## Brano riportato
::::

Motiverà il suo impegno nel sociale affermando: “Questa attività in aiuto di chi stava economicamente peggio di me, e il grande affetto di mia madre e delle mie sorelle, specie di Lina con cui vivo, mi hanno dato la forza di continuare”.
Dal 1946 fa parte del Comitato direttivo dell’Opera nazionale maternità e infanzia (Onmi), dell’Istituto nazionale confederale di assistenza (Inca); nel 1948 è nominata dalla Camera del Lavoro di Milano presso la Commissione per lo studio dell’Ente Regione Lombardia; negli stessi anni partecipa all’Associazione donne vedove e capofamiglia promossa dall’Unione donne italiane (Udi).
Dall’8 ottobre 1946 al novembre 1951 è eletta nel Comitato di Amministrazione dell’Ente Comunale di Assistenza (Eca) di Milano, con l’incarico di sovraintendere alle Scuole-ricovero, che accolgono profughi di guerra e sinistrati, “attendendo a un lavoro duro ed improbo”, in anni caratterizzati da “scarsezza di mezzi e in condizioni assai difficili”, come ricorderà il Presidente dell’Eca Ezio Vigorelli.
Durante il suo mandato, Libera informa i colleghi sulla situazione e sul funzionamento delle scuole-ricovero, sollecitando opere di miglioria, acquisizione di indumenti e di prodotti vitaminici per gli ospiti, concessione di premi per ogni bambino nato e per le famiglie che tengono in ordine i locali assegnati, suggerisce la costituzione di speciali commissioni assistenziali e la presenza di pediatri in ogni Istituto. Assegnata alla riforma del servizio sanitario dell’Ente, reputa economicamente vantaggioso abolire l’attività medica speciale presso le scuole-ricovero in quanto gli ospiti godono già dell’assistenza medica gratuita erogata dalle Cassa mutue malattia e gli indigenti ricevono le cure sanitarie elargite dal Comune; richiede i contributi comunali per le scuole, propone la ripartizione organica dei ricoverati per evitare inconvenienti creati dal sovraffollamento e prospetta l’azione di un Consiglio di disciplina che giudichi chi compie infrazioni alle regole e premi chi mantiene comportamenti lodevoli al fine di incoraggiare le buone pratiche della convivenza.

::::

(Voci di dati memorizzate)
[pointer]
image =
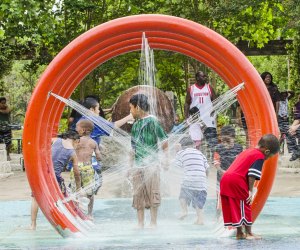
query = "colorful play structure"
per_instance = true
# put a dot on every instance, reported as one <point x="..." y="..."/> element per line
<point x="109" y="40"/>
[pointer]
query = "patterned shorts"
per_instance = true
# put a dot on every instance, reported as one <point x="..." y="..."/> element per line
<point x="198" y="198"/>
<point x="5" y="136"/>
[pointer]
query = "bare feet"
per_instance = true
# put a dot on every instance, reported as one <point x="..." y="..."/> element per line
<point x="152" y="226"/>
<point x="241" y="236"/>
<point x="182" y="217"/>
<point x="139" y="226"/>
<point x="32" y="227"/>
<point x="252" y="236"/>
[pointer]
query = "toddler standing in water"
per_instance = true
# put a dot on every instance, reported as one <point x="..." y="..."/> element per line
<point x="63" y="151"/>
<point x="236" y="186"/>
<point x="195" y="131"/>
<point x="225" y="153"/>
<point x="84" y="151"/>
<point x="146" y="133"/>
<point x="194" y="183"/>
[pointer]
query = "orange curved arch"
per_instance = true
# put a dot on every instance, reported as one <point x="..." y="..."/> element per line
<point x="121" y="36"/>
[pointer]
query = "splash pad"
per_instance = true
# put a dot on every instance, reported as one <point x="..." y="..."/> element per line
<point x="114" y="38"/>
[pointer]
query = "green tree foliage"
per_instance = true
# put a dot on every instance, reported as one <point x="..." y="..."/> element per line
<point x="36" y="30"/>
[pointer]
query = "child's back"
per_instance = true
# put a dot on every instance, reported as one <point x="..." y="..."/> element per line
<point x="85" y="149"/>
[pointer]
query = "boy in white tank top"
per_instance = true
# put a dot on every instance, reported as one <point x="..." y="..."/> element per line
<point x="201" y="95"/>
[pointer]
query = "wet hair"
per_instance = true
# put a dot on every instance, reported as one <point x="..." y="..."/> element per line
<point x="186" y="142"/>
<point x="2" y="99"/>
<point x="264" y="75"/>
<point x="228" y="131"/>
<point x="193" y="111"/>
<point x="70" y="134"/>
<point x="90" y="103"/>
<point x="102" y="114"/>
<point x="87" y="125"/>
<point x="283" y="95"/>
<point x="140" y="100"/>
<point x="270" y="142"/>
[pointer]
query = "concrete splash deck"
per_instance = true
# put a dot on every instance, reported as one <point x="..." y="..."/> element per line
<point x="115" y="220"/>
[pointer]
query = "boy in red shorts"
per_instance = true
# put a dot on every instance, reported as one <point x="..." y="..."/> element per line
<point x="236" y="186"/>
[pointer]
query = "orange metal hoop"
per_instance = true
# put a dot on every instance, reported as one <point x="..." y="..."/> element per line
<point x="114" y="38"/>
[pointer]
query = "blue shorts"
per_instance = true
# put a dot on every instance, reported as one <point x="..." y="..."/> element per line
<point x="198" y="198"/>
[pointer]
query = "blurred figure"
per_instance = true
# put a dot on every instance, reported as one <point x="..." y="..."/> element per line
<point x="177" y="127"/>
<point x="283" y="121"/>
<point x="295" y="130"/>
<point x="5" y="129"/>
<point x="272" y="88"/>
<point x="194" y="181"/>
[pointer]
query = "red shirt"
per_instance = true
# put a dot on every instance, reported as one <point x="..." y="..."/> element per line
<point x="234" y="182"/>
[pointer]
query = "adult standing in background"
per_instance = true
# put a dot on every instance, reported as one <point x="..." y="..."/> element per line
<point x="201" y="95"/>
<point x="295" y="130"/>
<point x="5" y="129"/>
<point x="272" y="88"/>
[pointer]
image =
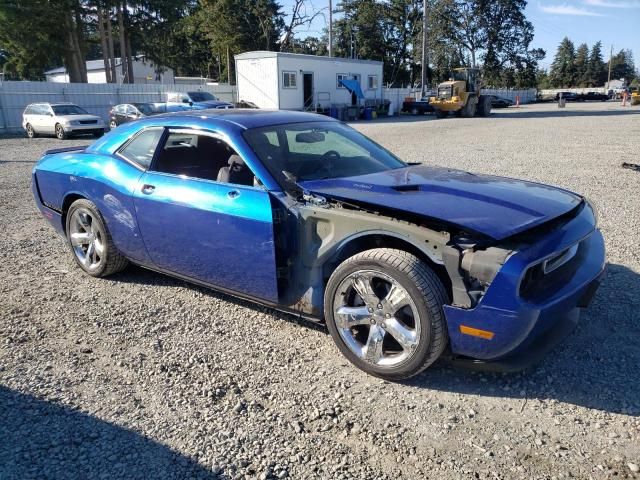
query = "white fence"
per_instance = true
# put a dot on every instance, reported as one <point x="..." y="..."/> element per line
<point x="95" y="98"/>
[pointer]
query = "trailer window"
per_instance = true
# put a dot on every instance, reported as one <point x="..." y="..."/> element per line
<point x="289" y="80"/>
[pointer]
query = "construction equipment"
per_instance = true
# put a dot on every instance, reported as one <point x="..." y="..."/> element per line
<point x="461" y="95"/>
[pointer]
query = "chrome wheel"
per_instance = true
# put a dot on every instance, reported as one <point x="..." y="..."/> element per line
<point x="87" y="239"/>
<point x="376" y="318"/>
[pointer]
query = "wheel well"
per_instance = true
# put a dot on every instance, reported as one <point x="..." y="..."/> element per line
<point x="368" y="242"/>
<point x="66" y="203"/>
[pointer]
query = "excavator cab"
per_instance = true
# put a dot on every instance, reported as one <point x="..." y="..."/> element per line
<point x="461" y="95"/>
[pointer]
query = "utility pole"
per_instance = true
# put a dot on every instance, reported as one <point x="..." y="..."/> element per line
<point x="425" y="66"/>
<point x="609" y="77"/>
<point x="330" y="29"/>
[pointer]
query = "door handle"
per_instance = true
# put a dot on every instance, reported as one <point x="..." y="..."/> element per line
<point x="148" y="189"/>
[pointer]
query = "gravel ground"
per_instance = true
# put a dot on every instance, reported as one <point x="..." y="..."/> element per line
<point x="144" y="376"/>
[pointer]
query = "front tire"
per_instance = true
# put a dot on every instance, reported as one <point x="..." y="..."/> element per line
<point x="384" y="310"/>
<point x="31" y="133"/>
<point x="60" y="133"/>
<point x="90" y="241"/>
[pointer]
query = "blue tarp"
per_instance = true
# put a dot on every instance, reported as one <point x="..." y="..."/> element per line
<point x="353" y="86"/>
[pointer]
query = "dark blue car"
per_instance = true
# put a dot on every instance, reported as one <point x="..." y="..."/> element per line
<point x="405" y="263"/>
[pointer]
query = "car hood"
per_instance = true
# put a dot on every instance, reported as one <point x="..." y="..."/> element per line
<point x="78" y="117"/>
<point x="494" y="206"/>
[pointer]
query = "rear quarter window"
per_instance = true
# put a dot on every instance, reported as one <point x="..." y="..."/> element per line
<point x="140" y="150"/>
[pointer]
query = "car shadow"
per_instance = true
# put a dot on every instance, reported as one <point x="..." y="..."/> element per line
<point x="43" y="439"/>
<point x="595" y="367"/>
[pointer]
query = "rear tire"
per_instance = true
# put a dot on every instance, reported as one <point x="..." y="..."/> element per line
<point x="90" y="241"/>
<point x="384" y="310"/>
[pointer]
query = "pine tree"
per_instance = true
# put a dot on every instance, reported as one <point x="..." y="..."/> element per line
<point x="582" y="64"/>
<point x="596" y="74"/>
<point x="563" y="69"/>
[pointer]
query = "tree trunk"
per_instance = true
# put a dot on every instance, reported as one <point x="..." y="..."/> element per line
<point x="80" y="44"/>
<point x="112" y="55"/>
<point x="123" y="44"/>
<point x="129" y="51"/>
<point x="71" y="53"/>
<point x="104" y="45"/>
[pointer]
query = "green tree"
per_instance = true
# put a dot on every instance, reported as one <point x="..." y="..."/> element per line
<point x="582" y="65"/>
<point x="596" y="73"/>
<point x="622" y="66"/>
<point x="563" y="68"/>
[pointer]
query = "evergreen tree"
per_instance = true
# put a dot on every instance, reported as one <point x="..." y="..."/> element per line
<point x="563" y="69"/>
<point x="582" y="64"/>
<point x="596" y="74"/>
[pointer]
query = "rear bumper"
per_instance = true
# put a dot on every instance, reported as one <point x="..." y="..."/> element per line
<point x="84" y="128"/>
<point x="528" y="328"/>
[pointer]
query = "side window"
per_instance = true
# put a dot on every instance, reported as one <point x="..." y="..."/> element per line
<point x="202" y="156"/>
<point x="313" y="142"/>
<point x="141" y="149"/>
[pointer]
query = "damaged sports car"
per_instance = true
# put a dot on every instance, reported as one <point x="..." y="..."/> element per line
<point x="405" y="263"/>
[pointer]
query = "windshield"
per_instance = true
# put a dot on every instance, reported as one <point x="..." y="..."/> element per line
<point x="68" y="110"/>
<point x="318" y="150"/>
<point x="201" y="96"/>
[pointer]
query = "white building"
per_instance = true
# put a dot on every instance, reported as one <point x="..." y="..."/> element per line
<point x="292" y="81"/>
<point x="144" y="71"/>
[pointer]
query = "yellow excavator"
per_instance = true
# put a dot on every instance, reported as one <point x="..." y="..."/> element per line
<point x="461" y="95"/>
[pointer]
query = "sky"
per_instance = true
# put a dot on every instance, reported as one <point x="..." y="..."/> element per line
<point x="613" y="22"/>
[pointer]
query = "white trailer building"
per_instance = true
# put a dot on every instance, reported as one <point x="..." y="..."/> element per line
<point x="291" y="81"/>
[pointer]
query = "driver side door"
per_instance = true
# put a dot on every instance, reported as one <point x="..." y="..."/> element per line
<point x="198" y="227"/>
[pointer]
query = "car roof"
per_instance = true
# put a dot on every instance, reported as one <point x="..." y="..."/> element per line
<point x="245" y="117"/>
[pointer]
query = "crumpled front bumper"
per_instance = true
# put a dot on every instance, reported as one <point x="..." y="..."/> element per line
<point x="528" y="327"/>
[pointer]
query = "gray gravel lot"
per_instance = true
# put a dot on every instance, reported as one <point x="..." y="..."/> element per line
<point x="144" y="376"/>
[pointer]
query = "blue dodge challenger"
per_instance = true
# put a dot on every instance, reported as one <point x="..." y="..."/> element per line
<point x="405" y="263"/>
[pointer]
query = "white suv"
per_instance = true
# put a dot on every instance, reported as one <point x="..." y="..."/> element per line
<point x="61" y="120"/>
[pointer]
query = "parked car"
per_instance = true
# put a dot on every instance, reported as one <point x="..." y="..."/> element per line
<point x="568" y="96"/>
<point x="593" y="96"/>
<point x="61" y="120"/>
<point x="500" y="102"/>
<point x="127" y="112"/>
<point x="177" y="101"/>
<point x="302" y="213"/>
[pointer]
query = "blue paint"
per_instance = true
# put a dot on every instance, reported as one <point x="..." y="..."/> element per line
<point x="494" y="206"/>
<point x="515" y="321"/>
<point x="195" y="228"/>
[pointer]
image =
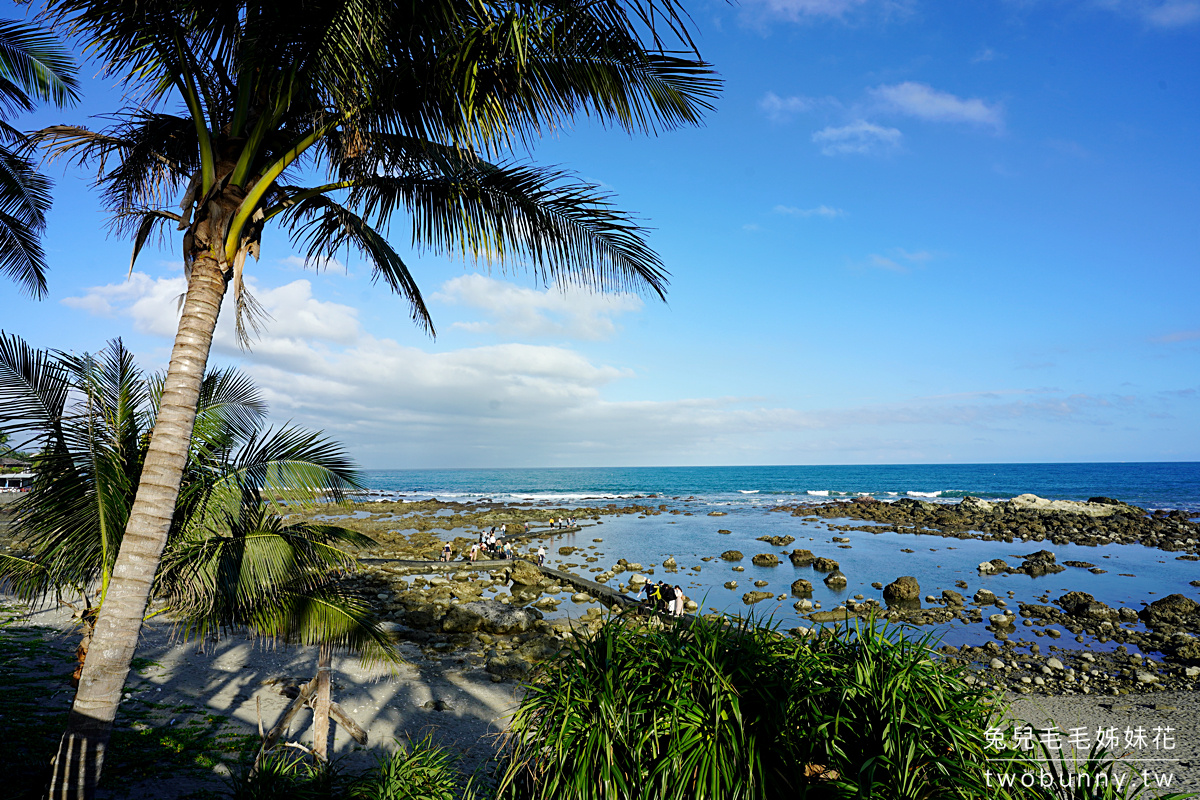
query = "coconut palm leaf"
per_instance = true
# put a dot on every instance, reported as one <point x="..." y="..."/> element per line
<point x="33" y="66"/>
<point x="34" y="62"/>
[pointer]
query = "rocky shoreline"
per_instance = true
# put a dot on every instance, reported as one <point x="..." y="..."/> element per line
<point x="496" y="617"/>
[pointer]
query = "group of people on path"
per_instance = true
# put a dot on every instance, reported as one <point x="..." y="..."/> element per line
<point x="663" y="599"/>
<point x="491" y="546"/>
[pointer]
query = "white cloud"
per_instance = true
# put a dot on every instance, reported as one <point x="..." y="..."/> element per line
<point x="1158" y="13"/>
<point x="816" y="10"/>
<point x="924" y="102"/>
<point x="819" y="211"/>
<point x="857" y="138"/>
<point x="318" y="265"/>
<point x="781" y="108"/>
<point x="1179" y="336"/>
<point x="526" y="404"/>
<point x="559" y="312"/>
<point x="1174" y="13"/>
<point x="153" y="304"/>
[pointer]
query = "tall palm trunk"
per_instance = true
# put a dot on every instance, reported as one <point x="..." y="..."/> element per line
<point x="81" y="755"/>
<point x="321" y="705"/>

::::

## Cosa farai
(A) Riscrivi sotto forma di elenco puntato il paragrafo del brano che comincia con "Durante il suo mandato", conservandone i fatti principali.
(B) Elenca tutti gli enti e le associazioni che nel brano compaiono con una sigla tra parentesi, riportando per ciascuno nome e sigla.
(C) Riprendi il brano sull'impegno assistenziale di Libera e prosegui dal punto in cui si ferma.

## Risposte per compito
(A)
- Informa i colleghi sulla situazione e sul funzionamento delle scuole-ricovero.
- Sollecita migliorie, indumenti e prodotti vitaminici per gli ospiti, oltre a premi per ogni bambino nato e per le famiglie che tengono in ordine i locali assegnati.
- Suggerisce speciali commissioni assistenziali e la presenza di pediatri in ogni Istituto.
- Assegnata alla riforma del servizio sanitario dell'Ente, ritiene conveniente abolire l'attività medica speciale nelle scuole-ricovero. Gli ospiti ricevono già assistenza medica gratuita dalle mutue e gli indigenti sono curati dal Comune.
- Chiede i contributi comunali per le scuole.
- Propone una ripartizione organica dei ricoverati per evitare il sovraffollamento.
- Prospetta un Consiglio di disciplina che giudichi le infrazioni e premi i comportamenti lodevoli.

(B)
- Opera nazionale maternità e infanzia (Onmi)
- Istituto nazionale confederale di assistenza (Inca)
- Unione donne italiane (Udi)
- Ente Comunale di Assistenza (Eca) di Milano

(C)
Propone la vendita dell’area di via Sottocorno per destinare il ricavato alla costruzione di un padiglione femminile nel nuovo dormitorio di viale Ortles; fa parte della commissione per l’assegnazione di locali nello stabile di via Ponzio; su incarico del Presidente esamina il trasferimento in strutture adeguate delle persone guarite e dimesse dai sanatori, ipotizzando l’istituzione di un servizio sociale nell’erigendo istituto post-sanatoriale o la concessione di case comunali.
Dopo aver lavorato alcuni anni alla Montecatini come analista alle miniere di Gorno, abbandona il settore chimico per dedicarsi all’editoria: scrive per la rivista «La chimica e l’industria» e sarà caporedattore scientifico di prestigiose case editrici.
La memoria del marito Bruno Venturini, sempre viva in lei, la stimola nel 1987 a pubblicarne la biografia per i caratteri Vangelista e a donare pochi mesi dopo alla città di Fano una raccolta di documenti sulla sua vita di partigiano, che andrà successivamente smarrita.
Libera Callegari muore a Milano il 28 febbraio 2013 ed è sepolta al Cimitero Maggiore.